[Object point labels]

-*-

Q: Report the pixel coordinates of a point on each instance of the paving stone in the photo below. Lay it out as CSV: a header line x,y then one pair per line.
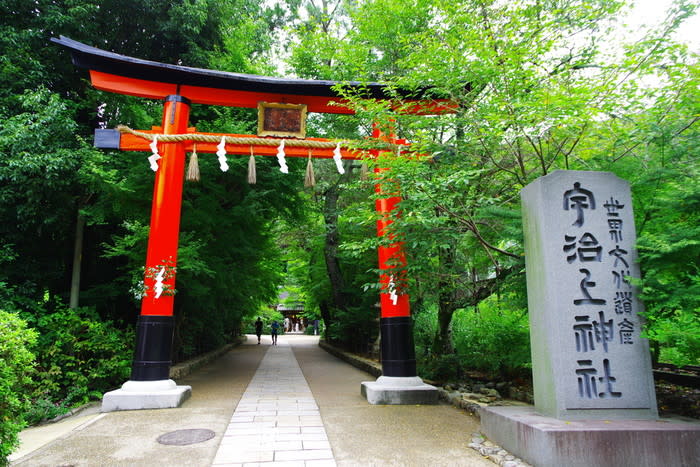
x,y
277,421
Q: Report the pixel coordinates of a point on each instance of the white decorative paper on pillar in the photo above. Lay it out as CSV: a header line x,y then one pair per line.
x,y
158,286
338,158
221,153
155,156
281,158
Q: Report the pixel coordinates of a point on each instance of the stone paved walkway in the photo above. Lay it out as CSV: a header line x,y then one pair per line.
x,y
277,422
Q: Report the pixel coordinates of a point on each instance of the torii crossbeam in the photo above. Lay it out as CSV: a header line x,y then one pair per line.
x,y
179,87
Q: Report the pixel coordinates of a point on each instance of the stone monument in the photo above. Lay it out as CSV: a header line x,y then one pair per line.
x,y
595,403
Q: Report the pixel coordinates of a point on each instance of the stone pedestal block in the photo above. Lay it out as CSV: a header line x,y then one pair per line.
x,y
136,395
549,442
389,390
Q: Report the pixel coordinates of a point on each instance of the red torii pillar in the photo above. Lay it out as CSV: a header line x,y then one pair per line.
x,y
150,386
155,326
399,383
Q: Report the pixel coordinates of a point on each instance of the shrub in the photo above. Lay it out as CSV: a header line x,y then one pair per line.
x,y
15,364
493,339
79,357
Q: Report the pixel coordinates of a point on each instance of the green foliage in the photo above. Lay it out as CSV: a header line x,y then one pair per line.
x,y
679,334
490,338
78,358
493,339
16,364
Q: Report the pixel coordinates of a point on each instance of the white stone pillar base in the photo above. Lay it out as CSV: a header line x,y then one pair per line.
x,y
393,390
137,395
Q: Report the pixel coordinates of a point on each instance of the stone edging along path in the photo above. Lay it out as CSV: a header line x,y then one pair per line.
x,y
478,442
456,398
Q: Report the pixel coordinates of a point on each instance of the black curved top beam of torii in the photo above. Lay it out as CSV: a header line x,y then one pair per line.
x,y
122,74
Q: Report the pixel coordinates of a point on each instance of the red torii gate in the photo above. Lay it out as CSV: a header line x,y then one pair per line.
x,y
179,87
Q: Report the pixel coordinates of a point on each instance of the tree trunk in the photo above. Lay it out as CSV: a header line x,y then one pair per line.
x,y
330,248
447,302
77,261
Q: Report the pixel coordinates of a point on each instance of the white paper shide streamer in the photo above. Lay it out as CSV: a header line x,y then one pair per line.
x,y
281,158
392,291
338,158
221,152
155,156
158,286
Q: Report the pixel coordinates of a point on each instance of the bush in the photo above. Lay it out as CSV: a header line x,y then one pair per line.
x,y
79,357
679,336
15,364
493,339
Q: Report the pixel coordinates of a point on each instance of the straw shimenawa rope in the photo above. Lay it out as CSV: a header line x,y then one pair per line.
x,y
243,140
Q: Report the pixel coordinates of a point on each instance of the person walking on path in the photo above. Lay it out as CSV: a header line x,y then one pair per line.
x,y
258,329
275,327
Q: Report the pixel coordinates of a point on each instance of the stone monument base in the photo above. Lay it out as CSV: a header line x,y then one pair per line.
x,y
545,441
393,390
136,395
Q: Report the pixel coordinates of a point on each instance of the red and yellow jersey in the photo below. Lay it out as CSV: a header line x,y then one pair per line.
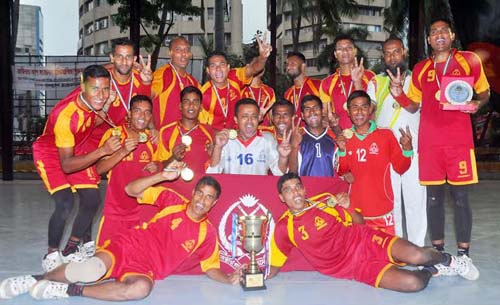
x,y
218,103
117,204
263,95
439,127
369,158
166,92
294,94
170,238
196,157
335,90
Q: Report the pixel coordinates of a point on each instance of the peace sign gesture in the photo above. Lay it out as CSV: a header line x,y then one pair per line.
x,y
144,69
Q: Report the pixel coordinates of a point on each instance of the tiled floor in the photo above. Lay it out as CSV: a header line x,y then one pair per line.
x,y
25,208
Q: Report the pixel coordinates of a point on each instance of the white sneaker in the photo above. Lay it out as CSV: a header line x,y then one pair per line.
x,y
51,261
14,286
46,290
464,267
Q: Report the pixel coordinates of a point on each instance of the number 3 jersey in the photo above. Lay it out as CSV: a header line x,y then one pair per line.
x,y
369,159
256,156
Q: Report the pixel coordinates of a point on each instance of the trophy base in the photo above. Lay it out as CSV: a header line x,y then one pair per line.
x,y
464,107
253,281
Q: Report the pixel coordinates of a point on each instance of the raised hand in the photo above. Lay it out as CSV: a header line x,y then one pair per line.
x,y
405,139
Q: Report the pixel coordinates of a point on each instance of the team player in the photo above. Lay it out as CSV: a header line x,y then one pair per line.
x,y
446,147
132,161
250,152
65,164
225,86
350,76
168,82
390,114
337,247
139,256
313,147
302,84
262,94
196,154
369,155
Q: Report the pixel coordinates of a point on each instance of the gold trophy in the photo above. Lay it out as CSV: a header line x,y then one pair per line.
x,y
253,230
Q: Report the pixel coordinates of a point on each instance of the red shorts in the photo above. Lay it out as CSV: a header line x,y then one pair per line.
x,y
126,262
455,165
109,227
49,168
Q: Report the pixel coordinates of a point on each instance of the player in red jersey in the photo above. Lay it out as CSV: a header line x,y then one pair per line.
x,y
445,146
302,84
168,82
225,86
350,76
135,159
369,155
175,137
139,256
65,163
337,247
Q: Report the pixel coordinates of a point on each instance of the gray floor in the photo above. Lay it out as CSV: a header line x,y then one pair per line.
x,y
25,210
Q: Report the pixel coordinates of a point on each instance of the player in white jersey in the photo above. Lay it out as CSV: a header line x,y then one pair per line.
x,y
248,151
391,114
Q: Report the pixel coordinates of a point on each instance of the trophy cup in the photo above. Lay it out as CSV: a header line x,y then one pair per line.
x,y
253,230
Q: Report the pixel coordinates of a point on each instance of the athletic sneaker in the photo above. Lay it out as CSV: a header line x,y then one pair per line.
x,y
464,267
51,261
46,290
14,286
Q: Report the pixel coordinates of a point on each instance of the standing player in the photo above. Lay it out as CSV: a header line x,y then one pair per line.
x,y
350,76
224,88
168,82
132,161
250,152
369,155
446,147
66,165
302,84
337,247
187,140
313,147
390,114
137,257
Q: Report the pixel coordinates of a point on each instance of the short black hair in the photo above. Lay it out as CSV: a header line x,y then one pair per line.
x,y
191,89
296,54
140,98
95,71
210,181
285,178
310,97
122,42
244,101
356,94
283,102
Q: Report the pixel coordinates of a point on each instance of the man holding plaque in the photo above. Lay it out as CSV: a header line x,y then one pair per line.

-*-

Set task »
Copy the lines above word for word, but omit the pictures from your copy.

Answer to the problem »
Q: Report the pixel coordinates of a point on each instance of the paving stone in the photo below. Lay it out as CSV: a header line x,y then one pair per line.
x,y
277,421
Q: Report the pixel coordinates of a point on each instance of the white decorative paper on pillar in the photo above. Lay it out as CSV: a header line x,y then one pair per line.
x,y
158,286
338,158
221,153
155,156
281,158
Q: Report the pixel coordinates of a point on each instance of the stone paved walkway in the photo above. Lay it out as CSV: a header line x,y then one pair per line.
x,y
277,422
Q: Report the pixel coordinates of a point on each instance of the torii crossbeam in the photo above. Lay it out as CSV: a header line x,y then one pair per line.
x,y
179,87
Q: Report the pixel coordinates of a point on each instance of the stone monument in the photo above. Lay it out as CSV: a header line x,y then one pair per line.
x,y
595,403
Q: Report the pixel coordinates of a point on each instance of the stone pedestal block in the photo above. Lay it out as CSV: a header line x,y then one pair per line.
x,y
136,395
549,442
389,390
Q: Report the pixel coordinates of a point on each instance of the red torii pillar in the photo above. Lay it out as CSV: a header line x,y then one pair per line.
x,y
150,386
155,326
399,383
Q: Report the pixel coordinates of a point on each instance of the shrub in the photo above. Lay it out as CSV: a header line x,y then one pair per line.
x,y
15,364
493,339
79,357
Q: Report the pixel coordinates of a point on each instance of the green foliage in the photo above. Lay it out as CSV: a header line x,y then one pair per line.
x,y
679,334
490,338
78,358
493,339
16,364
Q: Report the pixel coordinates of a point on each instance of the white stone pillar base in the photo above. Lay it out as CSV: a header line x,y then one pair per line.
x,y
393,390
137,395
Q: Report the pixel coordinates of a point on each instance of the stone edging along path in the photo above. Lay it out as CSV: a header line x,y then one pair per line.
x,y
478,442
456,398
Q: Report the pixel coordinates of a point on each instance of the black curved top beam of torii in the photo above. Lay it out as CSV: a header line x,y then one pair per line.
x,y
122,74
Q: Report the pixel coordinates of a point on each instance of the red torii gate in the photo above. Lay it out as CSV: a header line x,y then one pair per line.
x,y
179,87
Q: Report the pixel coordinates of a point on each instance of the tree trunk in the photo above. Lay it out as CSV: a header line x,y then one pair per line.
x,y
330,248
447,302
77,261
Q: Report the pixel coordinates of a point on each instance of the white paper shide streamer in the photo above. Lay it out as CSV: a header line x,y then one pair per line.
x,y
281,158
392,291
338,158
221,152
155,156
158,286
Q: Report the pixel coordinates of a point on each instance of the bush in the photo above. Lay it out as CSV: a header line x,y then one pair per line.
x,y
79,357
679,336
15,364
493,339
Q: Report the pixel coordinates of a point on each instance of the straw shimenawa rope in the photo above. Lay it out as CSV: a header line x,y then one pair per line.
x,y
243,140
Q: Report the pixel coordinates of a point on each instance of the person walking on path in the photo above. Lay it out as CSV: a header line x,y then one pair per line.
x,y
258,329
275,327
Q: Report the pixel coordinates of a point on each instance of the stone monument base in the photo above. Lay it out as CSV: a header line x,y then one pair per line.
x,y
545,441
393,390
136,395
Q: Report the pixel coordinates of a point on each instance of the red and yellow jersey in the photo below. Lay it out as CSV: a header line x,y then one pair per line.
x,y
218,103
117,204
263,95
439,127
369,158
166,92
294,94
170,238
196,157
335,90
Q: Report the pixel coordinates of a point on each instance of the peace sign gesture in the photo above. Lay it out as CSV: a header line x,y then one pair per line.
x,y
144,69
Q: Report the pixel coordinates of a point on each instance of the tiled floor in the photo above. Lay it out as CSV: a header line x,y then one pair per line.
x,y
25,208
Q: Report the pixel coordinates of a point on each instance of the white sneaker in the photo above. Lay it out as CSV: a header line x,y then one pair per line.
x,y
51,261
14,286
46,290
464,267
Q: Report the pixel coordinates of a point on each instance of the number 3 jersey in the photo above. Lay it out as CSV: a header line x,y then one pair per line.
x,y
369,159
256,156
Q: Report the pixel coordinates of a point on each instance of the trophy base in the photo above. Lay it out as CSV: a header line x,y then one pair per line.
x,y
464,107
253,281
Q: Report the pixel coordinates of a point on each instance of the raised hand in the photo above. Lay it out as CSV: a header line x,y then one pair per line.
x,y
405,139
Q: Report the pixel coordinates of a point on each instance of the team player in the photo above. Lay it out as CSV: a header line x,y then one pair per line.
x,y
446,147
132,161
250,152
65,164
225,86
350,76
168,82
390,114
337,247
139,256
313,147
302,84
262,94
196,154
369,155
Q: Report the pixel coordinates of a point on each instance of the gold trophy in the photo above. Lay it out as CSV: a header line x,y then one pair per line.
x,y
253,230
Q: Report the pixel coordinates of a point on each instance of the red shorts in the photo above. Lay it out as CSV: a header line x,y then one pair per line.
x,y
126,262
455,165
109,227
49,168
Q: Report the pixel coordinates of a point on each instance of the player in red jersey in the photo above. Lay it out as CSV: a header line x,y then one pair per line.
x,y
445,146
302,84
168,82
225,86
350,76
135,159
369,155
175,137
139,256
65,163
337,247
Q: Report the pixel coordinates of a point on each instance of the gray floor in the photo above. Lay it out as CSV: a header line x,y then one pair per line.
x,y
25,210
Q: Report the pixel coordinates of a point on each instance of the player in white jersey in the photo above. Lay it out as CSV: a header line x,y then one pair per line.
x,y
248,151
391,114
Q: Report the pixel coordinates of a point on each instance of the trophy cup in the photo above. Lay it out as CSV: a header line x,y then one pair per line.
x,y
253,230
Q: Report the pixel coordinates of a point on each instance of the athletic sneaker in the photo above. Lay it out as CSV: a header line x,y then one pair per line.
x,y
464,267
51,261
46,290
14,286
Q: Report the pixel coordinates of a point on each instance of the standing player in the photo above. Lay it out as CSV: a header line x,y then one pair per line.
x,y
350,76
224,88
168,82
132,161
250,152
369,155
446,147
66,165
302,84
337,247
187,140
313,147
390,114
137,257
Q: Report the pixel coordinates of a point on each instance of the short black hair in the photo above. Lay it out as CSV: a header line x,y then one pair per line.
x,y
191,89
296,54
140,98
95,71
210,181
285,178
310,97
122,42
244,101
356,94
283,102
Q: Report the pixel coordinates of a point on each instance of the man holding plaque in the photo above. Lay it out as CSV: a header line x,y then one pair per line.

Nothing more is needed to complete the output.